ACTIONS TO TAKE:
A - Rewrite the paragraph of the garlic allelopathy report that begins "Before beginning the experiment" as a short bulleted list that keeps its main facts.
B - In the garlic allelopathy report, how many lettuce seeds did each Petri dish hold?
C - Return the stretch of the garlic allelopathy report from "Seed germination numbers through the course of week one" through "statistical error component.", copied word for word.

PROVIDED PASSAGE:
============

Seed germination numbers through the course of week one
Sprout length through the course of week one
Seed germination numbers through the course of week two
Sprout length through the course of week two
Consolidated germination graph for the entire experiment
Consolidated sprout length graph for the entire experiment
Given the two separate isolated containers in form of Petri dish, each containing twenty seeds of lettuce for both experimental and the control groups, it can be stated with a fair degree of confidence that our group's experiment was reasonably protected from influence of nuisance variables and possesses a substantial enough number of total experiments complete to alleviate the statistical error component.
Before beginning the experiment, my prediction was that garlic would have a inhibitory allelopathic effect on the growth of other plants. After gathering information and data over the last two weeks, I have factual support of this hypothesis. The seeds inside Petri dish containing garlic grew no longer than one centimeter, compared to 3.5 centimeters in the control group. Additionally, there was fewer seed germination in the dish with garlic compared to the others. After three weeks, most of the sprouts with garlic had died, while the control group continued to grow and sprout leaves. As a result, my interpretation is that garlic does in fact have an inhibiting allelopathic effect on the germination and growth of lettuce seeds.

============

INFORMATION:

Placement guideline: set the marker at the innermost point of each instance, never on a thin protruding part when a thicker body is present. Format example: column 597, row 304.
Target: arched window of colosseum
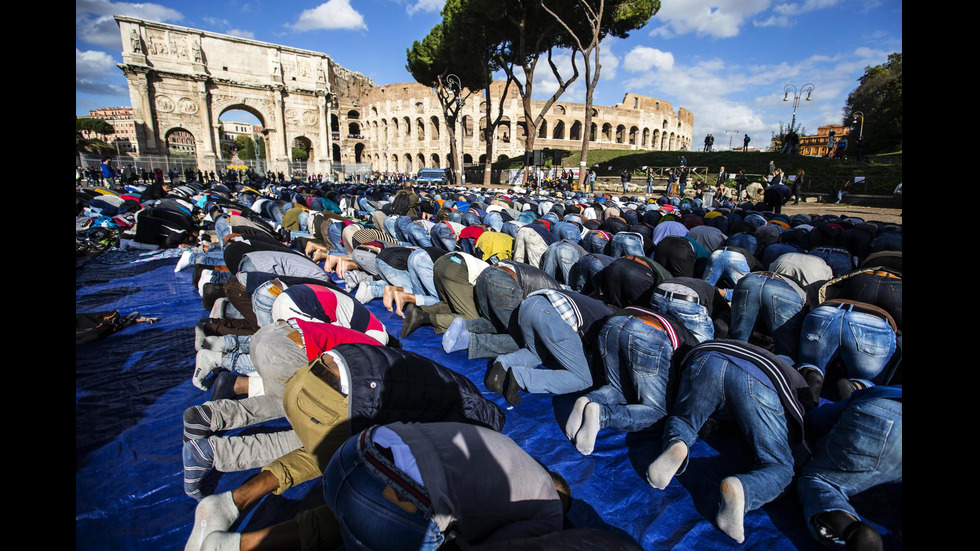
column 503, row 130
column 559, row 133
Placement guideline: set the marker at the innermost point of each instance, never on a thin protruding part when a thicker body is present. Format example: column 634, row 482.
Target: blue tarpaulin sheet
column 131, row 390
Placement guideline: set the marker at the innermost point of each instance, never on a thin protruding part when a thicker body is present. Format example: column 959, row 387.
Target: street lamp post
column 808, row 88
column 456, row 87
column 856, row 115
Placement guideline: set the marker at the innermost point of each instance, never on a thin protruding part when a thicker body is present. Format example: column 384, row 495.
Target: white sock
column 215, row 513
column 222, row 541
column 575, row 418
column 664, row 467
column 731, row 514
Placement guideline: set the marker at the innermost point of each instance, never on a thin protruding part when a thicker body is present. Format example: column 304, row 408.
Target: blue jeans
column 636, row 394
column 352, row 488
column 865, row 343
column 839, row 260
column 726, row 267
column 566, row 231
column 420, row 273
column 582, row 273
column 745, row 241
column 695, row 317
column 711, row 383
column 442, row 236
column 494, row 220
column 595, row 242
column 626, row 243
column 863, row 450
column 558, row 260
column 777, row 302
column 547, row 336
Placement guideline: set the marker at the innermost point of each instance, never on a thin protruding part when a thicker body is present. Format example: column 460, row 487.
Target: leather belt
column 671, row 295
column 863, row 308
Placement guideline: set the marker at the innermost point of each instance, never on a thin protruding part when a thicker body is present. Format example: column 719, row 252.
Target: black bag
column 94, row 326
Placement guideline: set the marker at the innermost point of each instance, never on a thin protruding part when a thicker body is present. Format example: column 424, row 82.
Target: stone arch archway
column 187, row 78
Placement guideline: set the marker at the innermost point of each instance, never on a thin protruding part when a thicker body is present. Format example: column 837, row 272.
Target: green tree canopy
column 879, row 97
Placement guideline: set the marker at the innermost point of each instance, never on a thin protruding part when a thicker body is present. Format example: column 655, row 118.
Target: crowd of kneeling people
column 656, row 312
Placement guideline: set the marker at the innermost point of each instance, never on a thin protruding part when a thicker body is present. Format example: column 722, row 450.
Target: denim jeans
column 711, row 382
column 694, row 316
column 566, row 231
column 863, row 450
column 637, row 359
column 626, row 243
column 745, row 241
column 558, row 260
column 441, row 235
column 865, row 343
column 726, row 267
column 779, row 305
column 353, row 486
column 582, row 274
column 423, row 281
column 494, row 220
column 839, row 260
column 547, row 336
column 595, row 242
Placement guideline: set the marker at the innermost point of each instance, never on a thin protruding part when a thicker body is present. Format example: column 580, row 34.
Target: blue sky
column 727, row 61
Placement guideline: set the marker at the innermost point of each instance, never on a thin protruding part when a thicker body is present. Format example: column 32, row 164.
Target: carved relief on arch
column 164, row 104
column 187, row 106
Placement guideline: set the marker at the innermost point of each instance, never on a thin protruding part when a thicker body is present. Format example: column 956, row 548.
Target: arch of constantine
column 181, row 80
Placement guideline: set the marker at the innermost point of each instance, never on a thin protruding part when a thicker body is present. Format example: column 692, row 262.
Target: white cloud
column 434, row 6
column 240, row 33
column 644, row 58
column 714, row 18
column 332, row 15
column 94, row 23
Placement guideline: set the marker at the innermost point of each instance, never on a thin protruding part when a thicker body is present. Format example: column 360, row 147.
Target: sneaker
column 198, row 458
column 456, row 337
column 184, row 261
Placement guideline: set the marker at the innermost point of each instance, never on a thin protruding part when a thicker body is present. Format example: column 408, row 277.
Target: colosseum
column 398, row 127
column 182, row 80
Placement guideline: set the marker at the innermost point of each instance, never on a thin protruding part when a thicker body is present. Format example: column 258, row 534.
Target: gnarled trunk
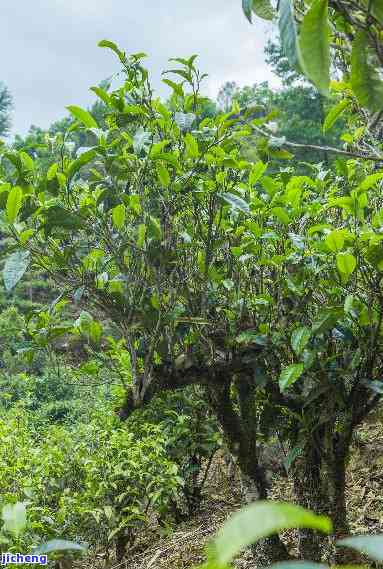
column 240, row 430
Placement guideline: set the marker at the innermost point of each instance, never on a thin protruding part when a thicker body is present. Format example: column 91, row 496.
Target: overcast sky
column 50, row 58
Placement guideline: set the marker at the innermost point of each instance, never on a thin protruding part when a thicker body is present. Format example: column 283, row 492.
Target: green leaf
column 369, row 182
column 289, row 375
column 111, row 45
column 118, row 216
column 259, row 520
column 288, row 32
column 177, row 87
column 77, row 164
column 326, row 320
column 57, row 216
column 83, row 116
column 315, row 46
column 335, row 241
column 365, row 80
column 14, row 517
column 371, row 545
column 281, row 214
column 257, row 172
column 346, row 264
column 163, row 175
column 14, row 268
column 191, row 145
column 299, row 339
column 184, row 120
column 102, row 94
column 335, row 113
column 236, row 202
column 59, row 545
column 247, row 6
column 141, row 140
column 263, row 9
column 14, row 201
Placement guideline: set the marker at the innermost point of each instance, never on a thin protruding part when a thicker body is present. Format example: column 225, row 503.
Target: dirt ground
column 183, row 547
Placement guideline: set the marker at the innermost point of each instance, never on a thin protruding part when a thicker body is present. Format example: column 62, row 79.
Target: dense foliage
column 186, row 273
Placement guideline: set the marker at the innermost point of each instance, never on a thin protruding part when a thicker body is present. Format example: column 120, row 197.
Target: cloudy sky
column 50, row 56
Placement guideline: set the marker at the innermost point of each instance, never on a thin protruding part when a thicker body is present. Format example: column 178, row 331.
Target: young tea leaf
column 299, row 339
column 365, row 80
column 83, row 116
column 260, row 520
column 14, row 201
column 289, row 375
column 14, row 268
column 315, row 45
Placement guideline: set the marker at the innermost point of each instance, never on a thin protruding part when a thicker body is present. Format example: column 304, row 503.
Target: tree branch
column 332, row 149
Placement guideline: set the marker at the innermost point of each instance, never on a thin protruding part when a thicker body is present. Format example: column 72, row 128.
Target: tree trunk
column 240, row 430
column 308, row 490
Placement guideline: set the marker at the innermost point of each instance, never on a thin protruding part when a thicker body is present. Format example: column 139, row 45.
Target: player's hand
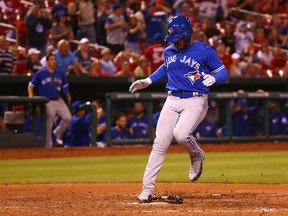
column 208, row 79
column 140, row 84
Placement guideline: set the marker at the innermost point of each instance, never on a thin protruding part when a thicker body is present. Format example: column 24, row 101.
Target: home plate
column 151, row 203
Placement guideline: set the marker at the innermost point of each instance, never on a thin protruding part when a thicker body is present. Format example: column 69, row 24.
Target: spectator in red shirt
column 278, row 62
column 154, row 52
column 143, row 68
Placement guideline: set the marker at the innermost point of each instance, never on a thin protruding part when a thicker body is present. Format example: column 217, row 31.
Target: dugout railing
column 224, row 99
column 12, row 136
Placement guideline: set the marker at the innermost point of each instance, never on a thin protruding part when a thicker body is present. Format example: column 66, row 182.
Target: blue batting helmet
column 179, row 27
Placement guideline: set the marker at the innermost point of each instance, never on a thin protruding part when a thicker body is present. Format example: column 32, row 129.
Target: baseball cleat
column 195, row 168
column 145, row 197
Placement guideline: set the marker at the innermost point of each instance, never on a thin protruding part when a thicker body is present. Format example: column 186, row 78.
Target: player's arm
column 159, row 74
column 218, row 75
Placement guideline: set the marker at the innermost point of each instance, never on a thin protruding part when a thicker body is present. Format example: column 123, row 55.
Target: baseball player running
column 191, row 68
column 50, row 82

============

SOLUTIONS PER TASK:
A -
- Prediction: garlic would have an inhibitory allelopathic effect on the growth of other plants.
- The data gathered support this hypothesis.
- Seeds in the Petri dish with garlic grew no longer than one centimeter, compared with 3.5 centimeters in the control group.
- Fewer seeds germinated in the dish with garlic than in the others.
- After three weeks, most sprouts with garlic had died, while the control group kept growing and sprouting leaves.
- Conclusion: garlic inhibits the germination and growth of lettuce seeds.

B - Twenty seeds.

C -
Seed germination numbers through the course of week one
Sprout length through the course of week one
Seed germination numbers through the course of week two
Sprout length through the course of week two
Consolidated germination graph for the entire experiment
Consolidated sprout length graph for the entire experiment
Given the two separate isolated containers in form of Petri dish, each containing twenty seeds of lettuce for both experimental and the control groups, it can be stated with a fair degree of confidence that our group's experiment was reasonably protected from influence of nuisance variables and possesses a substantial enough number of total experiments complete to alleviate the statistical error component.